> Document text
Question 1 — Single-Factor (Market) Model [25 pts]

Model: \(R_i - R_f = \alpha + \beta(R_m - R_f) + \varepsilon\), estimated over \(n = 96\) months.

Term Estimate Std. Error
Intercept \(\alpha\) 0.0017 0.0020
Market premium \(\beta\) 0.98 0.17

\(R^2 = 0.50\), \(E[R_m - R_f] = 0.70\%\), critical \(|t| \approx 1.98\).

(a) t-statistic for β; test H₀: β = 0

Formula: \[t_{\hat\beta} = \frac{\hat\beta - 0}{SE(\hat\beta)}\]

beta_hat  <- 0.98
se_beta   <- 0.17
t_beta    <- beta_hat / se_beta
cat("t-statistic for beta:", round(t_beta, 4), "\n")
## t-statistic for beta: 5.765
cat("Critical |t|:", 1.98, "\n")

> Brief
For each statement below, say whether it agrees with the market model exercise. Answer yes or no and quote the words from the exercise that decide it.
1. The model was estimated using 96 months of data.
2. The standard error reported for the market premium beta is 0.20.
3. The computed t-statistic for beta is 5.765.
None of the rows that follow is needed for this work.

> Dataset entries

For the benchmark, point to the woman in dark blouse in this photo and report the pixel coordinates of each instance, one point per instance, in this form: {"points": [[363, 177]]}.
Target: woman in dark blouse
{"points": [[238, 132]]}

---

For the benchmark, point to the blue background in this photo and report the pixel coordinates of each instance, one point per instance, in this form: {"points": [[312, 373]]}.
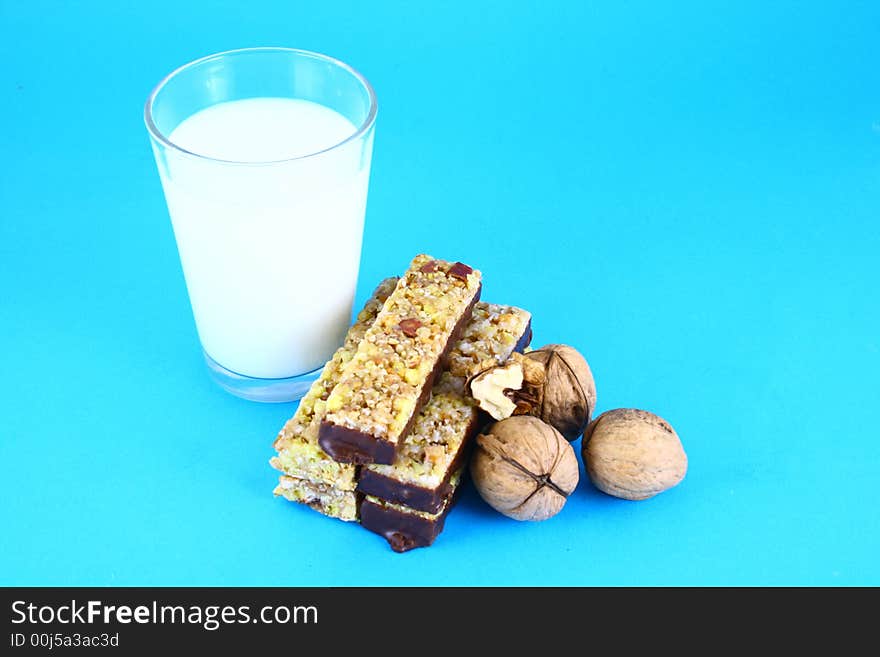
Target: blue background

> Output below
1. Yes: "estimated over \(n = 96\) months"
2. No: "Market premium \(\beta\) 0.98 0.17"
3. Yes: "## t-statistic for beta: 5.765"